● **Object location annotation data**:
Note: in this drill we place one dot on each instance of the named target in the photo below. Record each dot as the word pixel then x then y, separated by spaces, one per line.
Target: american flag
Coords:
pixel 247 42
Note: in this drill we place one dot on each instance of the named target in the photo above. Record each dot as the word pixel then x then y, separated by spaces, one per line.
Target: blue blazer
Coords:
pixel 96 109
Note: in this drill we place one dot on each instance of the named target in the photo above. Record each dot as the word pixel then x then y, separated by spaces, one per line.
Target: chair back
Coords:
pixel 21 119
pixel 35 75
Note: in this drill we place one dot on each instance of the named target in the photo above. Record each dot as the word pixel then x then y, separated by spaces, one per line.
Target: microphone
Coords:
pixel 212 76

● **Your goal**:
Present every one of the items above as a two-column CSV with the headers item_text and answer. Each item gets one row, with its text and its answer each in a single quoted field and any line breaks replaced by spaces.

● **Task result**:
item_text,answer
"Note: in this drill we place one dot on each instance of the named target in the photo below. Record each dot as the word pixel then x then y, separated by spaces, one per line. Target: american flag Coords:","pixel 247 42"
"Note: in this drill we place one dot on each instance of the named target in the photo above. Record each dot as the word pixel then x then y, separated by spaces, one per line. Target: blue blazer Coords:","pixel 96 109"
"Note: in this drill we place one dot on each instance of the named target in the photo above. Record each dot as the word pixel then x then y, separated by spaces, one per line. Target: chair back Coords:","pixel 21 119 pixel 35 75"
"Note: in this drill we place one dot on each instance of the named target in the photo above. Record each dot as the word pixel then x then y, separated by spaces, one per line. Target: microphone Coords:","pixel 212 76"